--- Your task ---
Locate every line in the listing below that contains the word "ceiling", and copy each of those lines.
** BEGIN Extracted information **
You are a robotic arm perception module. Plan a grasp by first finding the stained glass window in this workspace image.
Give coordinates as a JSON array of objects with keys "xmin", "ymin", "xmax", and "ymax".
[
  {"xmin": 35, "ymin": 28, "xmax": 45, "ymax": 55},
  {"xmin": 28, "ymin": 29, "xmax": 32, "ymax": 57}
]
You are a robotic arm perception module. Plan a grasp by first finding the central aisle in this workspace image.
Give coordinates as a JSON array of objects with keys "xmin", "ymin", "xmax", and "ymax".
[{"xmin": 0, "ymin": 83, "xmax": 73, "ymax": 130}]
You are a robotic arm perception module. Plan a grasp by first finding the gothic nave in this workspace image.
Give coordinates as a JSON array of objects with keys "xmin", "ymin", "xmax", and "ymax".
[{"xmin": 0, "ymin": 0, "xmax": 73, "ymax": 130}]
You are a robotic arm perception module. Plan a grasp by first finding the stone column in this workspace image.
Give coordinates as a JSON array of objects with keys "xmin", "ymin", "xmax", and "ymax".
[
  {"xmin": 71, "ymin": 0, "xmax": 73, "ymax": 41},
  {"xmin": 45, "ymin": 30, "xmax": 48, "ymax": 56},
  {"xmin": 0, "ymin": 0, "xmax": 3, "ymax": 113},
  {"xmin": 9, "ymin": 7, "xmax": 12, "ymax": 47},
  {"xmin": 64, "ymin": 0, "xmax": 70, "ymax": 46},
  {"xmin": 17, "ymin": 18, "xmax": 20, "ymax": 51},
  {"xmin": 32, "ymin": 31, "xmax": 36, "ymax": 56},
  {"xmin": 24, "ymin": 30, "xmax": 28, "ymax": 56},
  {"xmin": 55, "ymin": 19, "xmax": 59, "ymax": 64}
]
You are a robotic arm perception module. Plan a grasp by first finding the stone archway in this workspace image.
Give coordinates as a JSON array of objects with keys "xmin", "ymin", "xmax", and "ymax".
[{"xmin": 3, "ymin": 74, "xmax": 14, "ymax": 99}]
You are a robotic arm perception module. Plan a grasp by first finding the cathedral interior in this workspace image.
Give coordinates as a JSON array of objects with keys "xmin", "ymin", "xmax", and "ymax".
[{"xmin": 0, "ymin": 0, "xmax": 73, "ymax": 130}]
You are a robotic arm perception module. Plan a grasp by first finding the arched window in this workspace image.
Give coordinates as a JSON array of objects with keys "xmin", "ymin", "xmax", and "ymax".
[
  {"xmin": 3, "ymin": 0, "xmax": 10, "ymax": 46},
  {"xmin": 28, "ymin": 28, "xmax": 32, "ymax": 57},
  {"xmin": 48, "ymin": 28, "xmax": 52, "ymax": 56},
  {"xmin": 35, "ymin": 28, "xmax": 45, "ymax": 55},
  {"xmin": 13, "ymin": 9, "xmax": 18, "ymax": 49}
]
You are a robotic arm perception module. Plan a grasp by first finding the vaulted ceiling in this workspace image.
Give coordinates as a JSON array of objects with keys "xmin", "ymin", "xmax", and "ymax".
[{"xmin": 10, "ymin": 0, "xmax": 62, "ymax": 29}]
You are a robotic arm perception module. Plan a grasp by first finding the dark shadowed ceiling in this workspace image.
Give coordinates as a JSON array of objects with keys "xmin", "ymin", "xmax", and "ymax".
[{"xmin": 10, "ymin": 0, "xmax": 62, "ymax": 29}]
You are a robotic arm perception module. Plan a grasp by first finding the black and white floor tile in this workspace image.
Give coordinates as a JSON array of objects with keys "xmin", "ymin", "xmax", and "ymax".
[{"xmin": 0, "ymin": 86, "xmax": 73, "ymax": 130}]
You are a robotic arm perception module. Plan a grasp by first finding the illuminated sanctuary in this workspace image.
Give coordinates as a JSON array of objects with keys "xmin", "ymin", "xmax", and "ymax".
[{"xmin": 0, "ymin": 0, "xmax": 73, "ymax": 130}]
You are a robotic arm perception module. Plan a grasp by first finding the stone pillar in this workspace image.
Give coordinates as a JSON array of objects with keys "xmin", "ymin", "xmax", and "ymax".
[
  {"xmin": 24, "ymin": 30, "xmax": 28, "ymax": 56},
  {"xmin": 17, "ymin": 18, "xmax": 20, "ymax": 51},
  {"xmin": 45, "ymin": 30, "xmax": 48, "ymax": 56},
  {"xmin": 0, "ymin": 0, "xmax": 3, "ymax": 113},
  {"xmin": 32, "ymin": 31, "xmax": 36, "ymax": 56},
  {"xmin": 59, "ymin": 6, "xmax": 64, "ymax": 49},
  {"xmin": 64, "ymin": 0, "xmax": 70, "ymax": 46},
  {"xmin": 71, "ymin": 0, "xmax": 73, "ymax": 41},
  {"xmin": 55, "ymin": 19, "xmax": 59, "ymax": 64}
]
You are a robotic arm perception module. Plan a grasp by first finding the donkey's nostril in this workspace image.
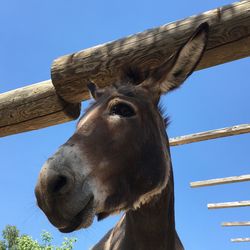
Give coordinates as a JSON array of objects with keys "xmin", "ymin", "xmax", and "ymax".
[{"xmin": 47, "ymin": 172, "xmax": 71, "ymax": 194}]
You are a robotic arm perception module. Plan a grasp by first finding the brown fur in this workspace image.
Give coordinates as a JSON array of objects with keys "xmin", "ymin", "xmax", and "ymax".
[{"xmin": 36, "ymin": 24, "xmax": 208, "ymax": 250}]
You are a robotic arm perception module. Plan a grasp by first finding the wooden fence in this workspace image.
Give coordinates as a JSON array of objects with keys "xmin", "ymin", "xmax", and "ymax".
[{"xmin": 0, "ymin": 0, "xmax": 250, "ymax": 245}]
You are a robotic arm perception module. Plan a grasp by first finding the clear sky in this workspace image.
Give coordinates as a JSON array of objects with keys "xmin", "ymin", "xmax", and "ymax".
[{"xmin": 0, "ymin": 0, "xmax": 250, "ymax": 250}]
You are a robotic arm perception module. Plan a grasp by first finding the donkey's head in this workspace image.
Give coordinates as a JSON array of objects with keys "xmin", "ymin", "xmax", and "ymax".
[{"xmin": 35, "ymin": 24, "xmax": 208, "ymax": 232}]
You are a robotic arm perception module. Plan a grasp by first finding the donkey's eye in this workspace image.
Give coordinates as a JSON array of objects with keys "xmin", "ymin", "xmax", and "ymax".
[{"xmin": 110, "ymin": 102, "xmax": 135, "ymax": 117}]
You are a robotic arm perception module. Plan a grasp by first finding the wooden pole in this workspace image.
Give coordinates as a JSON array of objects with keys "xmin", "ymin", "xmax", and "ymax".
[
  {"xmin": 51, "ymin": 1, "xmax": 250, "ymax": 103},
  {"xmin": 221, "ymin": 221, "xmax": 250, "ymax": 227},
  {"xmin": 169, "ymin": 124, "xmax": 250, "ymax": 146},
  {"xmin": 231, "ymin": 238, "xmax": 250, "ymax": 243},
  {"xmin": 0, "ymin": 80, "xmax": 80, "ymax": 137},
  {"xmin": 207, "ymin": 201, "xmax": 250, "ymax": 209},
  {"xmin": 190, "ymin": 174, "xmax": 250, "ymax": 188}
]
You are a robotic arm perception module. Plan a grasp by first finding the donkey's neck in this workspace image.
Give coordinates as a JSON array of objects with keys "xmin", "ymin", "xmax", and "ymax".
[{"xmin": 123, "ymin": 173, "xmax": 176, "ymax": 250}]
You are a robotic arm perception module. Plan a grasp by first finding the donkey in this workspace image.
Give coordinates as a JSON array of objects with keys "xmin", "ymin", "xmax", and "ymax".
[{"xmin": 35, "ymin": 23, "xmax": 209, "ymax": 250}]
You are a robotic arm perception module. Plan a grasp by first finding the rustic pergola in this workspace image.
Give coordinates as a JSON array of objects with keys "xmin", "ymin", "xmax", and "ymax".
[
  {"xmin": 0, "ymin": 1, "xmax": 250, "ymax": 136},
  {"xmin": 0, "ymin": 0, "xmax": 250, "ymax": 245}
]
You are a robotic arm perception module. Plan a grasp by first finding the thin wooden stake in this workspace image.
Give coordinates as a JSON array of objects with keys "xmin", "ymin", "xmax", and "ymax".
[
  {"xmin": 190, "ymin": 174, "xmax": 250, "ymax": 188},
  {"xmin": 207, "ymin": 201, "xmax": 250, "ymax": 209},
  {"xmin": 231, "ymin": 238, "xmax": 250, "ymax": 243},
  {"xmin": 169, "ymin": 124, "xmax": 250, "ymax": 146},
  {"xmin": 221, "ymin": 221, "xmax": 250, "ymax": 227}
]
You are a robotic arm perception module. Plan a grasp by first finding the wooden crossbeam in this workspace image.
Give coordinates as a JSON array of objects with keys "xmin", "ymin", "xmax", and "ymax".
[
  {"xmin": 169, "ymin": 124, "xmax": 250, "ymax": 146},
  {"xmin": 51, "ymin": 0, "xmax": 250, "ymax": 103},
  {"xmin": 207, "ymin": 201, "xmax": 250, "ymax": 209},
  {"xmin": 190, "ymin": 174, "xmax": 250, "ymax": 188},
  {"xmin": 231, "ymin": 238, "xmax": 250, "ymax": 243},
  {"xmin": 221, "ymin": 221, "xmax": 250, "ymax": 227},
  {"xmin": 0, "ymin": 80, "xmax": 80, "ymax": 137},
  {"xmin": 0, "ymin": 0, "xmax": 250, "ymax": 137}
]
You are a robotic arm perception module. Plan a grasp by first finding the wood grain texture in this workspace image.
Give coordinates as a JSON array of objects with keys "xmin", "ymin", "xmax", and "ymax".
[
  {"xmin": 221, "ymin": 221, "xmax": 250, "ymax": 227},
  {"xmin": 207, "ymin": 201, "xmax": 250, "ymax": 209},
  {"xmin": 231, "ymin": 238, "xmax": 250, "ymax": 243},
  {"xmin": 0, "ymin": 80, "xmax": 80, "ymax": 136},
  {"xmin": 169, "ymin": 124, "xmax": 250, "ymax": 146},
  {"xmin": 190, "ymin": 174, "xmax": 250, "ymax": 188},
  {"xmin": 51, "ymin": 1, "xmax": 250, "ymax": 103}
]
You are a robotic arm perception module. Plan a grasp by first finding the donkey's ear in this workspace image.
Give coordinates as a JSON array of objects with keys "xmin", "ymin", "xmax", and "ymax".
[
  {"xmin": 87, "ymin": 82, "xmax": 98, "ymax": 99},
  {"xmin": 146, "ymin": 23, "xmax": 209, "ymax": 93}
]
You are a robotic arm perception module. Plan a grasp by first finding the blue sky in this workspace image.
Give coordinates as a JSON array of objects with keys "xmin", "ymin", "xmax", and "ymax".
[{"xmin": 0, "ymin": 0, "xmax": 250, "ymax": 250}]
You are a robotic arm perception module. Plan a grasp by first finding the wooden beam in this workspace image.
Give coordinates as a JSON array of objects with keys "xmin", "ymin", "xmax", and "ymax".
[
  {"xmin": 221, "ymin": 221, "xmax": 250, "ymax": 227},
  {"xmin": 51, "ymin": 1, "xmax": 250, "ymax": 103},
  {"xmin": 231, "ymin": 238, "xmax": 250, "ymax": 243},
  {"xmin": 169, "ymin": 124, "xmax": 250, "ymax": 146},
  {"xmin": 0, "ymin": 80, "xmax": 80, "ymax": 137},
  {"xmin": 207, "ymin": 201, "xmax": 250, "ymax": 209},
  {"xmin": 190, "ymin": 174, "xmax": 250, "ymax": 188}
]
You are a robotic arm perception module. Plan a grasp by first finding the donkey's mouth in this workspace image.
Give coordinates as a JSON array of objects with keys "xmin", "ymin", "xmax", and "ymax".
[{"xmin": 58, "ymin": 196, "xmax": 95, "ymax": 233}]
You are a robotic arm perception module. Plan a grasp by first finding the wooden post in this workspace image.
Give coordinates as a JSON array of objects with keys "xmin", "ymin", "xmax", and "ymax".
[
  {"xmin": 51, "ymin": 1, "xmax": 250, "ymax": 103},
  {"xmin": 169, "ymin": 124, "xmax": 250, "ymax": 146},
  {"xmin": 231, "ymin": 238, "xmax": 250, "ymax": 243},
  {"xmin": 221, "ymin": 221, "xmax": 250, "ymax": 227},
  {"xmin": 207, "ymin": 201, "xmax": 250, "ymax": 209},
  {"xmin": 0, "ymin": 81, "xmax": 80, "ymax": 137},
  {"xmin": 190, "ymin": 174, "xmax": 250, "ymax": 188}
]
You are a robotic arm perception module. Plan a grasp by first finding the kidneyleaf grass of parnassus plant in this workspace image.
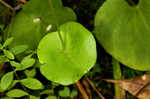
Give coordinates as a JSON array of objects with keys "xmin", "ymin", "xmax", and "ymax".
[
  {"xmin": 95, "ymin": 0, "xmax": 150, "ymax": 71},
  {"xmin": 37, "ymin": 22, "xmax": 97, "ymax": 85}
]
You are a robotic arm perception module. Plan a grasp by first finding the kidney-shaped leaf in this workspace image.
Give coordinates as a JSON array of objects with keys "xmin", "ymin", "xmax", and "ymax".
[
  {"xmin": 95, "ymin": 0, "xmax": 150, "ymax": 70},
  {"xmin": 37, "ymin": 22, "xmax": 96, "ymax": 85},
  {"xmin": 6, "ymin": 89, "xmax": 28, "ymax": 98},
  {"xmin": 10, "ymin": 0, "xmax": 76, "ymax": 49}
]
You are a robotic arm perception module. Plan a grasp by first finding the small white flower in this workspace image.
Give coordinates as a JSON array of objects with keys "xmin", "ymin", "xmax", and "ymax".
[
  {"xmin": 46, "ymin": 24, "xmax": 52, "ymax": 32},
  {"xmin": 33, "ymin": 18, "xmax": 40, "ymax": 22}
]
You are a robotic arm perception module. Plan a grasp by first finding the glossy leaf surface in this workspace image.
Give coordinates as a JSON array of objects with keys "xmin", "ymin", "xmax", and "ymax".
[
  {"xmin": 37, "ymin": 22, "xmax": 96, "ymax": 85},
  {"xmin": 11, "ymin": 0, "xmax": 76, "ymax": 49},
  {"xmin": 95, "ymin": 0, "xmax": 150, "ymax": 70}
]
** END Extracted information **
--- Answer to the problem ---
You are a robotic arm perception module. Plan a grasp by first finding the vaulted ceiling in this workspace image.
You are a robotic arm perception module. Plan a grasp by first finding the dark shadowed ceiling in this workspace image.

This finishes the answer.